# DIRECTIVE
Repeat precisely, and only, the lines between the line containing "In the photograph above, where can the mouth" and the end of the listing below, both ends included.

# DATASET ENTRIES
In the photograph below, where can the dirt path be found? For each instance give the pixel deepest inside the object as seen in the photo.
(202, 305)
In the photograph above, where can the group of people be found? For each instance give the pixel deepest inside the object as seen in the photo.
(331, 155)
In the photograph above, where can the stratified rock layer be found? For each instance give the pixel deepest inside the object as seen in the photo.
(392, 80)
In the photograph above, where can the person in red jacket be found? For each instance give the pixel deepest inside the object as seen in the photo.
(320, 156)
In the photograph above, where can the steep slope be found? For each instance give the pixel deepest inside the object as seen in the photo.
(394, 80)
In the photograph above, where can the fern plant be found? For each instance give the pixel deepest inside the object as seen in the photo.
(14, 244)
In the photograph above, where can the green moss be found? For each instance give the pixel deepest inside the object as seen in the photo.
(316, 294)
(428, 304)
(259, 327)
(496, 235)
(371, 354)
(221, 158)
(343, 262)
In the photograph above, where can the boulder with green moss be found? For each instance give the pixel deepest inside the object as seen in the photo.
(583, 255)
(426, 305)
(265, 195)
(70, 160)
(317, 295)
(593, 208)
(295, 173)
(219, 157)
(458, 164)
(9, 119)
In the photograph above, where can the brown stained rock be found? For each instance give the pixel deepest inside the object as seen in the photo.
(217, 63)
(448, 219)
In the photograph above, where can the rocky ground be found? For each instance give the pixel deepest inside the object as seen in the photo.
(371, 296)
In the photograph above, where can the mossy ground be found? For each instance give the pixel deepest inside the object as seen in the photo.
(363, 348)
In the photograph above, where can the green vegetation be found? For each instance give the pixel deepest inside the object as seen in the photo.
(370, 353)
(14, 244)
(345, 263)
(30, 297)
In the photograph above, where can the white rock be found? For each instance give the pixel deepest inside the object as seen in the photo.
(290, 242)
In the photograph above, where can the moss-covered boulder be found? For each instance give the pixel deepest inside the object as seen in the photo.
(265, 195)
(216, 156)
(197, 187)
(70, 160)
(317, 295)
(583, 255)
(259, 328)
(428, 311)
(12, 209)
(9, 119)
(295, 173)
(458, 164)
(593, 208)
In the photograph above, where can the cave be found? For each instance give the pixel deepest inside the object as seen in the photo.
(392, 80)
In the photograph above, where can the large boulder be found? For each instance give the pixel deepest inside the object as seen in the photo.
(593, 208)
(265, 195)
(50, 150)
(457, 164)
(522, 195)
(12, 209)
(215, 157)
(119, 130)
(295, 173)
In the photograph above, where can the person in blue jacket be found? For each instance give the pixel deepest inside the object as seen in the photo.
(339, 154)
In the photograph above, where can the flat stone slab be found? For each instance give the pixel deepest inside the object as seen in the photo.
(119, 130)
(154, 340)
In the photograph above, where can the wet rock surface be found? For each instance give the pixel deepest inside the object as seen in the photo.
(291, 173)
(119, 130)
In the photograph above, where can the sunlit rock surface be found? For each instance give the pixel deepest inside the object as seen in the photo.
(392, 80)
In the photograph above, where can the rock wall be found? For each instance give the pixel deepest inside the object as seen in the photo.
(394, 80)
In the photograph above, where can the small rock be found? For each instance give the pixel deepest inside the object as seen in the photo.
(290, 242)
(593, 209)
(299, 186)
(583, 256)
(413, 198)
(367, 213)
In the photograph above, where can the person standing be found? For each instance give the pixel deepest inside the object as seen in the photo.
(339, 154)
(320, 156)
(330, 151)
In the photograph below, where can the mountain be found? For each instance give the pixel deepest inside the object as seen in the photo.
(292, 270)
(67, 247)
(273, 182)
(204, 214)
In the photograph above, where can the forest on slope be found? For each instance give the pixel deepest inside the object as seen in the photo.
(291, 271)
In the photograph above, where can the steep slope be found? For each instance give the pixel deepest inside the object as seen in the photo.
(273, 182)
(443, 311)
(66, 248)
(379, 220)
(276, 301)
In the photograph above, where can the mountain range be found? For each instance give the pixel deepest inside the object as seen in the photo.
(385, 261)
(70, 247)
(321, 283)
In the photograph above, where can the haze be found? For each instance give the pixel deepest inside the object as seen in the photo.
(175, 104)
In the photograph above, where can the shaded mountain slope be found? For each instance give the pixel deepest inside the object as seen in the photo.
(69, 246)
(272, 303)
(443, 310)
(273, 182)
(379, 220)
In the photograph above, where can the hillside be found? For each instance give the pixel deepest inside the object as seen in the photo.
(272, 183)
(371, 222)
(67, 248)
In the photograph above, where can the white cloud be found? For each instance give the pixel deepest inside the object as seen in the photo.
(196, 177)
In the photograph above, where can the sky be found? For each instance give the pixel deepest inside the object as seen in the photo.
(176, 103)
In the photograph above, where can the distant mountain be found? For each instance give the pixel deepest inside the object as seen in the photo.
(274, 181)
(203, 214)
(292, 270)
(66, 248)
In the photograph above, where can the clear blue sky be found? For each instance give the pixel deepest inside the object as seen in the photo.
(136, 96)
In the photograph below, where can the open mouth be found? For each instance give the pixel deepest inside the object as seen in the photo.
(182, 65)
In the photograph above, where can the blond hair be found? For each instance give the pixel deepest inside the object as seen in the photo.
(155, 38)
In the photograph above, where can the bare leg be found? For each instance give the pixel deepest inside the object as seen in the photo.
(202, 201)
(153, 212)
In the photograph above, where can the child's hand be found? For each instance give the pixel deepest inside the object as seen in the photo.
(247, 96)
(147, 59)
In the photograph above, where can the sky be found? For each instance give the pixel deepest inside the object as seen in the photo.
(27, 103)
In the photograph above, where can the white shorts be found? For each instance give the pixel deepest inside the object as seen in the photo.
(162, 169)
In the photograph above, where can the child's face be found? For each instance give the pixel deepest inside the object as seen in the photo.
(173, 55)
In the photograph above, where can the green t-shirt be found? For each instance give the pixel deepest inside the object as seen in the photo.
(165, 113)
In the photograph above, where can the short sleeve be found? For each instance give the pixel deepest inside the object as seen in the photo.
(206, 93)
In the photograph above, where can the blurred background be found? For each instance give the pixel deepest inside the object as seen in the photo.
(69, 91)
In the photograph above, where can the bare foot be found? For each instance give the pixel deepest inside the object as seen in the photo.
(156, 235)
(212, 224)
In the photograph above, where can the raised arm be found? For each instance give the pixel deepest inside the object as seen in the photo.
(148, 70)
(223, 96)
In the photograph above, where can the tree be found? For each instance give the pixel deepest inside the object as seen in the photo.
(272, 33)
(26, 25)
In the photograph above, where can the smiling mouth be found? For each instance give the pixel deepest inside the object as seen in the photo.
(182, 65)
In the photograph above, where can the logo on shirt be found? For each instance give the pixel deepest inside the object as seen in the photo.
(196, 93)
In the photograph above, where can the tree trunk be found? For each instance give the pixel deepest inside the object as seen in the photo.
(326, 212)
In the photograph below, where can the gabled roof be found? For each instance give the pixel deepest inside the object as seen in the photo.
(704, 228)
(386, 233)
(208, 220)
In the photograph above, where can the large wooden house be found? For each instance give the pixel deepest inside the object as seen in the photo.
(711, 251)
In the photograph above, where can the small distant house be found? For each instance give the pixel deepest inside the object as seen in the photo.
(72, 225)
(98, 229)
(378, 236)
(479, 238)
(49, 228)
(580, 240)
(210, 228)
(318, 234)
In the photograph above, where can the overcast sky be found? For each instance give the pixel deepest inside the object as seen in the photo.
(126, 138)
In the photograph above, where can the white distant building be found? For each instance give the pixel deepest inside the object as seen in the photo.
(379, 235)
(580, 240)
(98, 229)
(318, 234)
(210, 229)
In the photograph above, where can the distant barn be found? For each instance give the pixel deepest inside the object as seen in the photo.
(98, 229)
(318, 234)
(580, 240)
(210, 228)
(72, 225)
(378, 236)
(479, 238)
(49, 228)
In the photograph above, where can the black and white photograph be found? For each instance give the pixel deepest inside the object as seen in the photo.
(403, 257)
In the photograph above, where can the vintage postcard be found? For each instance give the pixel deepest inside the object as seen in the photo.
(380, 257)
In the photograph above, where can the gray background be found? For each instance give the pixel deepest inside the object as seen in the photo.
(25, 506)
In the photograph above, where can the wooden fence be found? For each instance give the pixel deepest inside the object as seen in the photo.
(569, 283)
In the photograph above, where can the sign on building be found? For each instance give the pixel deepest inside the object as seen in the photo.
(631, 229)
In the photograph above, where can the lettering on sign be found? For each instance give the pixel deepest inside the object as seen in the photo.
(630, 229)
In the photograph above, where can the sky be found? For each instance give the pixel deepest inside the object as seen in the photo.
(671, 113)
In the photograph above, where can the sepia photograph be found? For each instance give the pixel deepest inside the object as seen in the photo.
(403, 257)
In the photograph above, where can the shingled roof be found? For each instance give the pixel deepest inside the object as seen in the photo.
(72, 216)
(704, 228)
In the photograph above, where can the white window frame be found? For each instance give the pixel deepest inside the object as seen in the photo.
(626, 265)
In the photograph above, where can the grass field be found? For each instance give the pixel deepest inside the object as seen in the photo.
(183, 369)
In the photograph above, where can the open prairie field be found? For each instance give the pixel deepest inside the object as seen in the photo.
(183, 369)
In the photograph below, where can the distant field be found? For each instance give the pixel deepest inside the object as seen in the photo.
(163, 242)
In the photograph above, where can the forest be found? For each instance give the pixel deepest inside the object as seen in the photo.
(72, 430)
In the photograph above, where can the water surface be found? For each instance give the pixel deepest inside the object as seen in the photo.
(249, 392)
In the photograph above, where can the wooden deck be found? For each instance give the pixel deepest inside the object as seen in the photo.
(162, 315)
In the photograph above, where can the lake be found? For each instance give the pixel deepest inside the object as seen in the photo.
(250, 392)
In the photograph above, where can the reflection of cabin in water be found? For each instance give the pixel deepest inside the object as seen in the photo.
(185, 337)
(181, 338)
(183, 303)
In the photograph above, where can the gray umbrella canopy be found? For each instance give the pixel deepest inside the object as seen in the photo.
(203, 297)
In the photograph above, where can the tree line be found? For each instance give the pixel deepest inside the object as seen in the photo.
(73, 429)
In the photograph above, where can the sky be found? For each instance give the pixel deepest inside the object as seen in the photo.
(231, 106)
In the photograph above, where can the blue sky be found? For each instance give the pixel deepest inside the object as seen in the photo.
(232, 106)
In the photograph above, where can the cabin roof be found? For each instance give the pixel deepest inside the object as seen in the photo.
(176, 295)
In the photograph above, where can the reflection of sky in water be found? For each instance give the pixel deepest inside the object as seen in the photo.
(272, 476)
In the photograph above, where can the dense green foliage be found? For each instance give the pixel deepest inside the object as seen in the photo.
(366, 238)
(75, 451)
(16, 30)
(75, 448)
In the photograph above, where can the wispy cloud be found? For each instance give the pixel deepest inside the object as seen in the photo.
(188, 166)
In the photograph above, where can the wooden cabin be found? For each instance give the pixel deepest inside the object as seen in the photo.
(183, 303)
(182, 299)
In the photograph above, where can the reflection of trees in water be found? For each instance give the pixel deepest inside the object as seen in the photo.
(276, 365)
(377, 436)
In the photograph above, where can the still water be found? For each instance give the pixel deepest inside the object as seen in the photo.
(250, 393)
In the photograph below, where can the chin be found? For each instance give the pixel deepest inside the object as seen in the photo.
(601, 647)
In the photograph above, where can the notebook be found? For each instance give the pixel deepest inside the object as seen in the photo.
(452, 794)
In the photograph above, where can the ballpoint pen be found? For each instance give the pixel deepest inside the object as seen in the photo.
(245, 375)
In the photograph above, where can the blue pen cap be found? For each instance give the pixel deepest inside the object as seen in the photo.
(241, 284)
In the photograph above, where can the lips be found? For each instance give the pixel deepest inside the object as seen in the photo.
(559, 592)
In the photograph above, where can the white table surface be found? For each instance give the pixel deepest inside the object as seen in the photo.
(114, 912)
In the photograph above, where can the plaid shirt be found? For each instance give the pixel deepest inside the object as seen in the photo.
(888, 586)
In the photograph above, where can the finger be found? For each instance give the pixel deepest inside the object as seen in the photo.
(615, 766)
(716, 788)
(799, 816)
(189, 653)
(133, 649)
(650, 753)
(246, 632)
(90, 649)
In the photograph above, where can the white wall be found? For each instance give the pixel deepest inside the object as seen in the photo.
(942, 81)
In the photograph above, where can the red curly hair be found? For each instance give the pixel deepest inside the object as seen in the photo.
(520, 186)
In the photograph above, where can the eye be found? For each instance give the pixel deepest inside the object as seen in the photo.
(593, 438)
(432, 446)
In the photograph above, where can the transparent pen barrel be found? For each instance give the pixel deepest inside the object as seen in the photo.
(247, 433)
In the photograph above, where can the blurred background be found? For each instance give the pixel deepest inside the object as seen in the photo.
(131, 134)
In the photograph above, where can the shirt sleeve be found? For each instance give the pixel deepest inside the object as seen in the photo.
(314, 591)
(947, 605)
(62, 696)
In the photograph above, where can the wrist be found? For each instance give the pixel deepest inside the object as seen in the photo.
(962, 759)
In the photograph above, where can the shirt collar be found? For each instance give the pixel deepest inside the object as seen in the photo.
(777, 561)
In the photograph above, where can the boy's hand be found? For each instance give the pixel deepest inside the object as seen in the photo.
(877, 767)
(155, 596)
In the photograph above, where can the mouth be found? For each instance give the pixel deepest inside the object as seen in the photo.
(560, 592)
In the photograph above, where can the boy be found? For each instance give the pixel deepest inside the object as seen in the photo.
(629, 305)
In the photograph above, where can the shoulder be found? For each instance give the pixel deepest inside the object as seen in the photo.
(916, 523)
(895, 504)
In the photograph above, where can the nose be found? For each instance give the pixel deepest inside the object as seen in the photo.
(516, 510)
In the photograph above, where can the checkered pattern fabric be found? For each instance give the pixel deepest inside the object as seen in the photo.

# FINAL RESULT
In the photograph above, where can the mouth be found? For each instance give the pixel deepest inside the object as seen in the photo.
(560, 592)
In the photograph above, where can the boy be found? For each instance give the pixel deepest inside the object as seen in the photo.
(629, 305)
In the photograph above, where can the shoulder be found? For each instance give the pixel deepest inside the object as seen in the photo.
(916, 523)
(895, 504)
In the photograph above, where can the nose be found? For each instance give the pixel deepest inside the object as seen in the photo.
(516, 510)
In the photograph above, where can the checkered pattern fabric be found? For each instance give the pixel deepest inside the object as seen in the photo.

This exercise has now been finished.